Task prompt: Scale everything from the line containing "target: **golden sunlit sand**" down to the line containing "586 886 L 592", and give only those lines again, requests included. Multiply every coordinate in the answers by 1.1 and round each to a whole number, with halves going up.

Data for the task:
^^^^

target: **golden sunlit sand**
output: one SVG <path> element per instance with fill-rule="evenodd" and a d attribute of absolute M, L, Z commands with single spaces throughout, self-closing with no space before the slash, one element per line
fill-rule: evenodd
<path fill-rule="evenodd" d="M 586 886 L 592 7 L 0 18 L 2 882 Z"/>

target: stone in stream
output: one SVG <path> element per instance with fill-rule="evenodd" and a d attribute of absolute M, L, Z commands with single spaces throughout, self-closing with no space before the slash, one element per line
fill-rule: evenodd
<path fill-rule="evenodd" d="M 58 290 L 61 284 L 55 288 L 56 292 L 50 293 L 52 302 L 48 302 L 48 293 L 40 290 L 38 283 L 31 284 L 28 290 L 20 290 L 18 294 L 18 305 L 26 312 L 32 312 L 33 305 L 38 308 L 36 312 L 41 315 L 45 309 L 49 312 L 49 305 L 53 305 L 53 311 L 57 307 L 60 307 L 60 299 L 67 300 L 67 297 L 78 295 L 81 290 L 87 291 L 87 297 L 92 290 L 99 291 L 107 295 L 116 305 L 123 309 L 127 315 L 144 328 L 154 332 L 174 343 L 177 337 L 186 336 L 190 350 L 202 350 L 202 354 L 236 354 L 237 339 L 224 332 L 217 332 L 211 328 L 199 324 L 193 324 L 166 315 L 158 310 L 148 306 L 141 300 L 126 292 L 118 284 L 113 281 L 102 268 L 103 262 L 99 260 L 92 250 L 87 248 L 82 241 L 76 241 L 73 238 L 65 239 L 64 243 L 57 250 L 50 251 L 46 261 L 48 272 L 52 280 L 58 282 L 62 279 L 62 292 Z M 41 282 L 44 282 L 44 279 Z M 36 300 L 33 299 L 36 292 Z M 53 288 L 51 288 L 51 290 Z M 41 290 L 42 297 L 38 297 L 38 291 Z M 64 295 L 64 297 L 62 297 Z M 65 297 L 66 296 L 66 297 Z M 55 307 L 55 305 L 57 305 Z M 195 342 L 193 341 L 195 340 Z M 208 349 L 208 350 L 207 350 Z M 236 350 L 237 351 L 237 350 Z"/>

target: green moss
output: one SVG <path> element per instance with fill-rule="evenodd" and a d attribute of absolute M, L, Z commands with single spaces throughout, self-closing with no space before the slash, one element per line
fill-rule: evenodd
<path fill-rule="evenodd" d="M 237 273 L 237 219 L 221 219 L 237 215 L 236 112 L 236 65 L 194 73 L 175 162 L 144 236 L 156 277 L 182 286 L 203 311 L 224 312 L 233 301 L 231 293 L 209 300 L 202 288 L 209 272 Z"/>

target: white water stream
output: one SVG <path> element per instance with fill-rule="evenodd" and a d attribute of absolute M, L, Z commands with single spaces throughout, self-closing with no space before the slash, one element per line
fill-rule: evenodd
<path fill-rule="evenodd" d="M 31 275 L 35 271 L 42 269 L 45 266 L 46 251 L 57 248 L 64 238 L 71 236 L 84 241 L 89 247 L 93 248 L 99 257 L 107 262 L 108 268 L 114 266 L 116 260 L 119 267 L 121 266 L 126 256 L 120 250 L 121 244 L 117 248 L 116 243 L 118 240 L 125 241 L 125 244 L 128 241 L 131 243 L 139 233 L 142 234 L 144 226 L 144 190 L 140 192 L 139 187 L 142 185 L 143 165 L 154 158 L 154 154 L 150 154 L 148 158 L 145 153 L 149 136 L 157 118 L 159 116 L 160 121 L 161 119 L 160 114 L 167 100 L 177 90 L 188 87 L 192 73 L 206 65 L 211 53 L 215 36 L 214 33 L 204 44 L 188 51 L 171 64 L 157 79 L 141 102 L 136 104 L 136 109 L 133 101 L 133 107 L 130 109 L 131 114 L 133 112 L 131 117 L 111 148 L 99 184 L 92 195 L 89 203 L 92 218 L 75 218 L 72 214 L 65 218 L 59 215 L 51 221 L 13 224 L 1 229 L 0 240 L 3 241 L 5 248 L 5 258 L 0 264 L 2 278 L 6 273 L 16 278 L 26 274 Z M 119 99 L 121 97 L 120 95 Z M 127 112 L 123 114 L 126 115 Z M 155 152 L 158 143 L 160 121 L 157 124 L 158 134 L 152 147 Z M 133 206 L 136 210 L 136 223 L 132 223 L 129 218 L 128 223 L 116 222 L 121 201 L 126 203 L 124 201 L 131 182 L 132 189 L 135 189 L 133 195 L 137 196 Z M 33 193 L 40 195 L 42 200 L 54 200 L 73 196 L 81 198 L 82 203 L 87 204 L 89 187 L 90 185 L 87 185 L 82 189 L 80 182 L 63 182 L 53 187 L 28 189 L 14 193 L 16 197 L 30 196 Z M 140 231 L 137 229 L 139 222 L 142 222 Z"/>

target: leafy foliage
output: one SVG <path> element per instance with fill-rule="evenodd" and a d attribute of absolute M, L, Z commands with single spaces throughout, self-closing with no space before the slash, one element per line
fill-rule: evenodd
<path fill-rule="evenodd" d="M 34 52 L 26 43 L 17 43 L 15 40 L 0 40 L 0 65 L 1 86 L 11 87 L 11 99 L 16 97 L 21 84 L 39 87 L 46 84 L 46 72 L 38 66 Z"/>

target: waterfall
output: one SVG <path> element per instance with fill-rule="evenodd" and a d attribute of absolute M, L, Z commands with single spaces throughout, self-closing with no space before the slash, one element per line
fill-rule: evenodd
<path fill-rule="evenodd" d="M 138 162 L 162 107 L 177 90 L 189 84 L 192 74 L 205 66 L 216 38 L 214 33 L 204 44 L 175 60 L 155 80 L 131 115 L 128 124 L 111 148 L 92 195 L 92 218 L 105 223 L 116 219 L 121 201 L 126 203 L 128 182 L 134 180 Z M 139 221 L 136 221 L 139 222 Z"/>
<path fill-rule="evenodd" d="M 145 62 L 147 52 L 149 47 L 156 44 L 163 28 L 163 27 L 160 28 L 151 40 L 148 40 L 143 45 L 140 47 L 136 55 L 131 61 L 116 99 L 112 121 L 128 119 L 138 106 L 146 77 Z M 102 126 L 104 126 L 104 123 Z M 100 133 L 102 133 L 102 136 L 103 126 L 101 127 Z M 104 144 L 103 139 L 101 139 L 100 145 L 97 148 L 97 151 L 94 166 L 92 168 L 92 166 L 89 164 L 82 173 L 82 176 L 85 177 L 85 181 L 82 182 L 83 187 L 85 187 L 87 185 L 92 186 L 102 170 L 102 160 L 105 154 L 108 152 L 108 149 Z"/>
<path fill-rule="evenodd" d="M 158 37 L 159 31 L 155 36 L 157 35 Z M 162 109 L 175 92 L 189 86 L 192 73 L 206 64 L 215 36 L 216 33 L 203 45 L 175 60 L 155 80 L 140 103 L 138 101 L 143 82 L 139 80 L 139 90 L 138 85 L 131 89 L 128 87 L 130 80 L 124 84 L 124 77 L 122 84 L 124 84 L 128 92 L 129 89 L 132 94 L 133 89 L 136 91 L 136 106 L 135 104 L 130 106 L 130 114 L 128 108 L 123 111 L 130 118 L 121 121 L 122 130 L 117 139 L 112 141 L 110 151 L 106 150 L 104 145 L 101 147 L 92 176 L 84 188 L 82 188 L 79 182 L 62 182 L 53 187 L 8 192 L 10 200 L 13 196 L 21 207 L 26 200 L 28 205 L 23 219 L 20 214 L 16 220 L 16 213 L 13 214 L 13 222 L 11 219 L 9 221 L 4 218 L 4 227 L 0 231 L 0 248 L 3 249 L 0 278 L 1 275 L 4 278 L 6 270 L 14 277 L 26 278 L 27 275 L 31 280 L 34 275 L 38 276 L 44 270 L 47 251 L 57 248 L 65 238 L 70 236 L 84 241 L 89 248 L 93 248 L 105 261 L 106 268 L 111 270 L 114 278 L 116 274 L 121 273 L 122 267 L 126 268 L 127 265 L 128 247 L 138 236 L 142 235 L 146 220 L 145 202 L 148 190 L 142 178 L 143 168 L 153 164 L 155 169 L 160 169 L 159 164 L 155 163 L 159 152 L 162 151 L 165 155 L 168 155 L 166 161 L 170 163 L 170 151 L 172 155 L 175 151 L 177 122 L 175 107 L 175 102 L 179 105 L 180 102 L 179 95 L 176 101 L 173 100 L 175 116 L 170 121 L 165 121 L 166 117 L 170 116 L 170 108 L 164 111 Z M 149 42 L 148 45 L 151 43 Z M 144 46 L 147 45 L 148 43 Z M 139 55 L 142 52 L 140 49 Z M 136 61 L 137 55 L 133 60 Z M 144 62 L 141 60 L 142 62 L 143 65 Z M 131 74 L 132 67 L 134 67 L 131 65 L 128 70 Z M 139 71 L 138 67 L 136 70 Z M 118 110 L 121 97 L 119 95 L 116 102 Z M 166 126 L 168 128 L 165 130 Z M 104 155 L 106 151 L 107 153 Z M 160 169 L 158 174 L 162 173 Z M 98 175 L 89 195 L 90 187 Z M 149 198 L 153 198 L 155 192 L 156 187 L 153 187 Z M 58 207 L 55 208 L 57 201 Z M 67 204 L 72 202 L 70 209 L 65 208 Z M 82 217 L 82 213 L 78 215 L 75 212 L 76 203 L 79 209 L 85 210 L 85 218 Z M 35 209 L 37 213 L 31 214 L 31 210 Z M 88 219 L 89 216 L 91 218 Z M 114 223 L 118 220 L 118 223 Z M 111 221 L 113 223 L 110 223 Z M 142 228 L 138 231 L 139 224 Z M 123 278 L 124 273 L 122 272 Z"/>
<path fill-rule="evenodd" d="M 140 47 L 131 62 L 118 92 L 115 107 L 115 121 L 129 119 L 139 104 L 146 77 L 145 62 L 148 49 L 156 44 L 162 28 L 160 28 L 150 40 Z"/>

^^^^

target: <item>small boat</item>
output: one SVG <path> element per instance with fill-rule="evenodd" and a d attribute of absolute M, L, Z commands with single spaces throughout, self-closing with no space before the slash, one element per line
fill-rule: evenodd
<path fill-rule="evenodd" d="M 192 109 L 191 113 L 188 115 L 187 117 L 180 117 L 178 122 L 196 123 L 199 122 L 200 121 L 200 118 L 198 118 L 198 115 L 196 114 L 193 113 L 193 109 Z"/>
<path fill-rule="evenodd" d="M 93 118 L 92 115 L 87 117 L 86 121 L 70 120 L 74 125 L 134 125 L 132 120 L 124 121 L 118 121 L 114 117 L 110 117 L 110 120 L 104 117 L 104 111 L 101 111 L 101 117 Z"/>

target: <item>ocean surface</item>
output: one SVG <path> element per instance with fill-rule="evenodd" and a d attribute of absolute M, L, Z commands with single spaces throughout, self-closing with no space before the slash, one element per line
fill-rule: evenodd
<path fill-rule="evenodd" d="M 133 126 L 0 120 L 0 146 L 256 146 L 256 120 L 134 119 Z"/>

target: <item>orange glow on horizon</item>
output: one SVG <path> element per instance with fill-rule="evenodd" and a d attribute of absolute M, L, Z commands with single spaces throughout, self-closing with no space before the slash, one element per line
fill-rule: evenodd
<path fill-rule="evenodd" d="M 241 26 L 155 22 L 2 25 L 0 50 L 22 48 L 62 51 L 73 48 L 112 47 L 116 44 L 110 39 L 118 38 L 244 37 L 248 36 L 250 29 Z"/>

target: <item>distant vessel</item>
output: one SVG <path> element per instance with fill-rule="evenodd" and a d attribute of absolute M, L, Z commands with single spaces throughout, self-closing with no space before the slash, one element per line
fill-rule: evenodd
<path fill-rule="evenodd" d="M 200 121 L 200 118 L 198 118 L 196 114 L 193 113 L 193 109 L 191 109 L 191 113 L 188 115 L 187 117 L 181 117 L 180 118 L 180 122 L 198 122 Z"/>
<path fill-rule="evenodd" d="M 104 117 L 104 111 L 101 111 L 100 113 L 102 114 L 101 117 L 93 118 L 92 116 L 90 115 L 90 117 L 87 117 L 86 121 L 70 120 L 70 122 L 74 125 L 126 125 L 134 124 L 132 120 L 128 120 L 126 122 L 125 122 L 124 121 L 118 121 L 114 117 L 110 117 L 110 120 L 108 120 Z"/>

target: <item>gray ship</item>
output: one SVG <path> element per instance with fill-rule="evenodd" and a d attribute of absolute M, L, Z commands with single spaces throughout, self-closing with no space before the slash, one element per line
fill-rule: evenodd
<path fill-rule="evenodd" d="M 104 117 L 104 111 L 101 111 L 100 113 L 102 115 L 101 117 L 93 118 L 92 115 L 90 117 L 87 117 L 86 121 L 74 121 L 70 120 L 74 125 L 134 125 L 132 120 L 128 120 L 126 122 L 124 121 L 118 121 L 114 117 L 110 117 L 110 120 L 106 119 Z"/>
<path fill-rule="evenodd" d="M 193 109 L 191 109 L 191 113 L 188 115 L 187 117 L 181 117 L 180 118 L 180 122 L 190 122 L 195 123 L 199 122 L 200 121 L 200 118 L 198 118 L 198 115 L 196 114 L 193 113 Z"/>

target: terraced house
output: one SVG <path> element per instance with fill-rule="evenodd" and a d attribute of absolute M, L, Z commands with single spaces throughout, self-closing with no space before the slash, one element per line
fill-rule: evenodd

^^^^

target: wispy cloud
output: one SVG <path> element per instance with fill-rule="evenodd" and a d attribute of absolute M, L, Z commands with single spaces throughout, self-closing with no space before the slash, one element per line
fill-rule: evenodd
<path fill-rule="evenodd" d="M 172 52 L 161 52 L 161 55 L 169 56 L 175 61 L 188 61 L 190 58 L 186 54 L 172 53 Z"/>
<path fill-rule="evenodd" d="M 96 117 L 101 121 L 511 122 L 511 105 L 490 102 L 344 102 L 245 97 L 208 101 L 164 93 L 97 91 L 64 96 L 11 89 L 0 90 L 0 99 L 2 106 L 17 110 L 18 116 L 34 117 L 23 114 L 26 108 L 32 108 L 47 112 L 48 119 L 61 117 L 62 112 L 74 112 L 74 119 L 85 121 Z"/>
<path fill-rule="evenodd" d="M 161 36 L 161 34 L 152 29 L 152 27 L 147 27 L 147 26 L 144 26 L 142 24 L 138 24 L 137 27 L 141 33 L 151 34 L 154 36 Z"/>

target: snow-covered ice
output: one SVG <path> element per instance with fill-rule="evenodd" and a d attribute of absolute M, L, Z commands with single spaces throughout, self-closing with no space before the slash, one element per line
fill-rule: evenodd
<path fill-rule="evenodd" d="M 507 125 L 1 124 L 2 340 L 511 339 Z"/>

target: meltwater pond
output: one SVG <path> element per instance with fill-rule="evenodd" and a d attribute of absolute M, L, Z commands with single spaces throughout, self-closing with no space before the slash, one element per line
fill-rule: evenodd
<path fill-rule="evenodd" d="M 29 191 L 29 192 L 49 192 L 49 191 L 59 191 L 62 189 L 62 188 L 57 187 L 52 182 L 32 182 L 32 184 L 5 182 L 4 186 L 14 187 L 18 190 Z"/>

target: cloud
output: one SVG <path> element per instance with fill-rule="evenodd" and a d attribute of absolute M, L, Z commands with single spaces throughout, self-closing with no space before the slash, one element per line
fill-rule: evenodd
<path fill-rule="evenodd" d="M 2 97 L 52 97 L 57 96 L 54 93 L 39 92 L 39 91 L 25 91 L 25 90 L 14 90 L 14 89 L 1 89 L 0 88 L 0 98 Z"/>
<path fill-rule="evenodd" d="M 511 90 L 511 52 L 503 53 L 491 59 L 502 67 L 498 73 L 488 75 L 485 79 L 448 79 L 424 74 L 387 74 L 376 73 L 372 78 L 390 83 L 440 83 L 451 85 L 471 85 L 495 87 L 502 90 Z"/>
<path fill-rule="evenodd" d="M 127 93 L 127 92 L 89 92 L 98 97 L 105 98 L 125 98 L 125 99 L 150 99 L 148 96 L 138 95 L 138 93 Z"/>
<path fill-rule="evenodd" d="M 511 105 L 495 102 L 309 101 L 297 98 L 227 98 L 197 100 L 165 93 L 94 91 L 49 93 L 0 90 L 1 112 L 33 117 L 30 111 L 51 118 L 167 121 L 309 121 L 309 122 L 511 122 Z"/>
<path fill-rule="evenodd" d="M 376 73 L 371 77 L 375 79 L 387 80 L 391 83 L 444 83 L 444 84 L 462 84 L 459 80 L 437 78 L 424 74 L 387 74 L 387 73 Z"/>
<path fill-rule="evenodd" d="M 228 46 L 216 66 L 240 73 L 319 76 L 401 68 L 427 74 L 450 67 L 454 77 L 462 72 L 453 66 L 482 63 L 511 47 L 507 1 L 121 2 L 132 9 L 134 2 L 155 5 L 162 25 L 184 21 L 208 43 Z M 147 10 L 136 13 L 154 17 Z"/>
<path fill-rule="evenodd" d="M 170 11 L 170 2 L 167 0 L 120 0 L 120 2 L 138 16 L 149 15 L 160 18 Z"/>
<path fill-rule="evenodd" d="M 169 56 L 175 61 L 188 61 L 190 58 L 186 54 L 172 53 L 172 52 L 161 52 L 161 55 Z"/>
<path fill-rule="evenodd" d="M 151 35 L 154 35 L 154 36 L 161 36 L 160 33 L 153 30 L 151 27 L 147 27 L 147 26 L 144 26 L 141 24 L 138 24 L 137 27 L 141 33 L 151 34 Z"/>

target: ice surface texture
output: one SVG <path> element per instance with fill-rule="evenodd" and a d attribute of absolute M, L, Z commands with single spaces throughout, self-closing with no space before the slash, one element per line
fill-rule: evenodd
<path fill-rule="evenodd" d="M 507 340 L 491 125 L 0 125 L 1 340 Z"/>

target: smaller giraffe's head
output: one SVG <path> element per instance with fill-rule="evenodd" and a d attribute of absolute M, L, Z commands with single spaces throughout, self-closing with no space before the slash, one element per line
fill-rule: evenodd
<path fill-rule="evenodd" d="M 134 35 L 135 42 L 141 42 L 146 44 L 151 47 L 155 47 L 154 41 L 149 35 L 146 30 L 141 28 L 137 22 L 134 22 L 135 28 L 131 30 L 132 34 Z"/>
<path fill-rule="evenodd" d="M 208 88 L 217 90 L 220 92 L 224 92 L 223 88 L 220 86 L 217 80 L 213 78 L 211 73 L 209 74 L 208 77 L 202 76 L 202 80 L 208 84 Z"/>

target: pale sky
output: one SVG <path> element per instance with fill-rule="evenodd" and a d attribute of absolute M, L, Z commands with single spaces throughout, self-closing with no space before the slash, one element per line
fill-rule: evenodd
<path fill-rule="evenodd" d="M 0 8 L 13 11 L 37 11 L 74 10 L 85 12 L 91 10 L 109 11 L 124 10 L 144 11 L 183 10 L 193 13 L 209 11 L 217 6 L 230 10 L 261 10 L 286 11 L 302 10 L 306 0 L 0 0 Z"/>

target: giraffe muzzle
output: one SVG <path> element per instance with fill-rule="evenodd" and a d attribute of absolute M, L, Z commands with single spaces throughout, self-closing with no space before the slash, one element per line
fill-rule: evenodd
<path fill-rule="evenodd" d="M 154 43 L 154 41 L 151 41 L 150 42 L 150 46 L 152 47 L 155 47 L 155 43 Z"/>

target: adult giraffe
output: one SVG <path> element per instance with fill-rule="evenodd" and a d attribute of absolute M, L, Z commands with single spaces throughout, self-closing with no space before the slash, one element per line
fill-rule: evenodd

^^^^

Exercise solution:
target: **golden sunlit sand**
output: one SVG <path> element per instance with fill-rule="evenodd" and a d attribute of absolute M, L, Z commands with single spaces throughout, self-closing with no space before the slash, one element per line
fill-rule: evenodd
<path fill-rule="evenodd" d="M 645 975 L 651 8 L 0 20 L 2 970 Z"/>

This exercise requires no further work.